▸ **Tasks to carry out**
1. Answer these questions from the review of the Camelot TV series:
(a) Which actress plays the Nun?
(b) Which film does one criticism say the series does not stand comparison with?
(c) Which subscription channel is named as less constrained than free-to-air channels?
2. Reproduce the part of the Camelot series review that opens with the words containing "I feel it is" and closes with "reaction to Camelot.", substituting "offensive" for "obnoxious".
3. Pick up the review of the Camelot TV series and carry it on past its final sentence.

▸ **Document excerpt**

========================================

At Castle Pendragon, Merlin appears to behave naively and self-destructively, but is always in control.  The fruits of that will become apparent in the next episode.  Together with Igraine (who does not appear to know what his strategy is) he makes an absurd attempt to arrest Morgan amongst her knights and followers.  Predictably she has them locked up in a dungeon after Igraine is unable to find evidence of her earlier imprisonment, and almost reveals her killing of a soldier during her escape.  Morgan condemns Merlin as a sorcerer and Igraine as a mad woman and has them tied to a cart in  march to Camelot.  Morgan hopes to take real power from Arthur by persuading the population that their sufferings, which are in reality at least partly due to the provocations of Morgan’s agents, are the fault of Arthur’s inner circle.  

Evidently Merlin had foreseen these events as the consequence of his acting out of an attempted arrest of Morgan.  He appears to be expecting Morgan, and maybe Morgan’s mentor the Nun (Sinéad Cusack) who appears to have taught her magic in an Irish convent, to reveal their own use of supernatural forces and strategies of covert subversion and provocation.  After a night with Morgan as Igraine, he is now tied with her to the same cart, in  an adventure which he has planned but not explained to her.  The devotion of Merlin to the cause over any personal feeling seems very dominant here, as we know he does have a strong attachment to Igraine.  At this point, Merlin looks like someone who can be trusted to act for the good of the community, but not someone who can be trusted in personal relations.  He has knocked down his surrogate son Arthur, and manipulated Arthur’s real mother, who evidently loves Merlin.  The yoking together with Igraine hints at a future love, even marriage, but I suspect that the outcome will be much more tormented than that.

There is no simple struggle between good and evil here.  Whatever good comes out of Camelot rests on Merlin’s extreme ruthlessness with himself and with others, a discipline Arthur appears to be beginning to learn.  Morgan betrays her brother but has good reason to feel betrayed by her father.  Her provocations and manipulations expose deep failings in the Camelot regime.  She has a mixture of love and hatred for the Nun, paralleled in the tensions within the Camelot community.  Camelot and Penbragon together make up one community of love and betrayal.

 

On Criticisms

 I feel it is unavoidable that I should deal with some journalistic comments on Camelot.  However, they are so obnoxious, and such obvious examples of traffic tarting I am not going to link with them or even identify them.  Anyway, my comments will merge with comments on the more general reaction to Camelot.  

One criticism is that the TV series does not stand comparison with the Jphn Boorman film, Excalibur.  This is certainly a very good film and I have seen it many  times.  However, I am sure the people making spiteful comments about Camelot would make very similar comments about the film if it was a new production.  There are an endless number of precedents for a new story about Camelot, Merlin and Arthur in many media over many centuries. It is a story that invites retelling and reinvention and to condemn Camelot for referring to this previously told story is particularly ignorant.  That does not excuse a bad TV series, but all the claims this is a bad series are feebly argued.  One reason offered is that it has sex and violence in it, well that is true of a lot of TV now, and more so with subscription channels like Starz that are less constrained than free to air channels in showing ‘adult’ content at any time of the day.  Oddly some people who criticise Camelot on these grounds compare it unfavourably with Game of Thrones, which is indeed a very good series, but also has a lot more sex and violence than Camelot.

========================================

(Outline labeling records)
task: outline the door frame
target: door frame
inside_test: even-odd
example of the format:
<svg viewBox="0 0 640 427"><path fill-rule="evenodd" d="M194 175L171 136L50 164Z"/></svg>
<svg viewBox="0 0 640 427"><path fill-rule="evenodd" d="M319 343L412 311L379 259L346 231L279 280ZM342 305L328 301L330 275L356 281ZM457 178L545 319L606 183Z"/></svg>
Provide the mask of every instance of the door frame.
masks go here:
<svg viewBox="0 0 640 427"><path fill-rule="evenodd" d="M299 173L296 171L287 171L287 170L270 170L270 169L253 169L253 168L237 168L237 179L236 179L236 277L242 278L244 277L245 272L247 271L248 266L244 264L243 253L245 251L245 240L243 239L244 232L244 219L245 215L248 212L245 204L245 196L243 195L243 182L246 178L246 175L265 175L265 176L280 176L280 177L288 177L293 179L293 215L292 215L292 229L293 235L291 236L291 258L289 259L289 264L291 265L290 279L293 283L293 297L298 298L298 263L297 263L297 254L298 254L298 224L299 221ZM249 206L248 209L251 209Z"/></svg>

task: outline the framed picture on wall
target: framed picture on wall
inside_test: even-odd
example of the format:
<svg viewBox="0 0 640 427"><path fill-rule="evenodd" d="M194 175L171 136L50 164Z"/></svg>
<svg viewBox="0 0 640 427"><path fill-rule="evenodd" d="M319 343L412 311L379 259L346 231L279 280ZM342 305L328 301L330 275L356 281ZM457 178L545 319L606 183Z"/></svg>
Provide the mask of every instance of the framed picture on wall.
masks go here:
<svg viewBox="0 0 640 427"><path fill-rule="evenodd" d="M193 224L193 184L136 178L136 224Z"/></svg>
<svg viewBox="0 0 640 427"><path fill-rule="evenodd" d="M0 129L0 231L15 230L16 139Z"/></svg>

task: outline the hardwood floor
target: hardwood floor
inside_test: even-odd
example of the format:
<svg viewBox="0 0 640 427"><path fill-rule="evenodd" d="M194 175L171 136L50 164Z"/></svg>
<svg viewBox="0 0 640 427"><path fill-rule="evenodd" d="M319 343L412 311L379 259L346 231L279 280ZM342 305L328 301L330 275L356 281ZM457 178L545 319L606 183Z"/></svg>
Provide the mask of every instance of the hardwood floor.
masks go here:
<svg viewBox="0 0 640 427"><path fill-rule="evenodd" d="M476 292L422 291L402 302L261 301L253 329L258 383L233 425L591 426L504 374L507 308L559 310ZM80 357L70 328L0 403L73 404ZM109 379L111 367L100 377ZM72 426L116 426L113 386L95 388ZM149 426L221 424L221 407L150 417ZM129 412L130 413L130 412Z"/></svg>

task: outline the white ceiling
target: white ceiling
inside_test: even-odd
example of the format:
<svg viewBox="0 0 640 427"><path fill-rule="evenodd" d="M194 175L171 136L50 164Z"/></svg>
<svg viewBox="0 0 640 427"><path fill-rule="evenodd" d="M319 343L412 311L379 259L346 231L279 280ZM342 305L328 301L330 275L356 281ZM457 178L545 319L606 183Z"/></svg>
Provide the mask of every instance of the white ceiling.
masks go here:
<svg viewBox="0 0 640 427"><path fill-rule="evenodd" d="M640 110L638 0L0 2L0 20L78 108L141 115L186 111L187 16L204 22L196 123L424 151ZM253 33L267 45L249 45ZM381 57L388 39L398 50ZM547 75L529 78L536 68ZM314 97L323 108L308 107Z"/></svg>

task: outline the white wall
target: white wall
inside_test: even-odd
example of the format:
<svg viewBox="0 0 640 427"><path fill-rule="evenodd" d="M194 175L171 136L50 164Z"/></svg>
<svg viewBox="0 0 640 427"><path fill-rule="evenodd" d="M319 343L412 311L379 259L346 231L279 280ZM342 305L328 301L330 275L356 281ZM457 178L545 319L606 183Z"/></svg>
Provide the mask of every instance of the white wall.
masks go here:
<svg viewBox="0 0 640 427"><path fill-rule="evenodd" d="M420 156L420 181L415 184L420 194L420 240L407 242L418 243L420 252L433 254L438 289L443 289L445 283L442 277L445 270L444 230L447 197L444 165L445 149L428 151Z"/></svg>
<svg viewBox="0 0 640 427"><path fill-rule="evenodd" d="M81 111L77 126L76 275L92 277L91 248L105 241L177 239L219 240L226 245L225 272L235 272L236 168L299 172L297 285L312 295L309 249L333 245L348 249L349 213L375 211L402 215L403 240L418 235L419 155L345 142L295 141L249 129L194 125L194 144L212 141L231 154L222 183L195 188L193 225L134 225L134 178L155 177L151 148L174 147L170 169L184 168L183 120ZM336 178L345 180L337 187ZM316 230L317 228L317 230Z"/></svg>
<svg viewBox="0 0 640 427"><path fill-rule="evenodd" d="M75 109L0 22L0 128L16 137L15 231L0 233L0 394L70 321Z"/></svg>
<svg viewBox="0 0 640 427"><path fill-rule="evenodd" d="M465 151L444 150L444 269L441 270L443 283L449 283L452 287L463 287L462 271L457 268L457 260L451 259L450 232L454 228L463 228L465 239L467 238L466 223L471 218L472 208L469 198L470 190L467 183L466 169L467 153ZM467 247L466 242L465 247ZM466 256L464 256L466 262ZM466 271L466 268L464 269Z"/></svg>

========================================

▸ **Responses by task**
1.
(a) Sinéad Cusack
(b) Excalibur
(c) Starz

2.
I feel it is unavoidable that I should deal with some journalistic comments on Camelot.  However, they are so offensive, and such obvious examples of traffic tarting I am not going to link with them or even identify them.  Anyway, my comments will merge with comments on the more general reaction to Camelot.

3.
Another criticism is that the Arthur character is not as well drawn or acted as Merlin or Morgan.  That is to some degree true, but misses a couple of points.  Firstly, there is nothing wrong or unprecedented with Merlin overshadowing other characters.  Secondly, this is very much a tale of Merlin forming a very young man into a king, in the telling of which there is clearly an element of Merlin as director or senior actor forming a raw actor.  Sometimes it is not clear if Bower is acting Arthur badly, or successfully playing Arthur as a rather raw unformed youth.  Either way it serves the same dramatic purpose well.  

Another popular criticism is that Camelot is like soap opera.  It is impossible to have a serial drama which does not have similarities with soap opera.  Soap is a populist version serial drama and inevitably uses all the same devices.  The difference is that soap opera is more reliant on shock, sudden plot turns, and cliff hanging episode ends, which substitute for depth of story telling and character interaction.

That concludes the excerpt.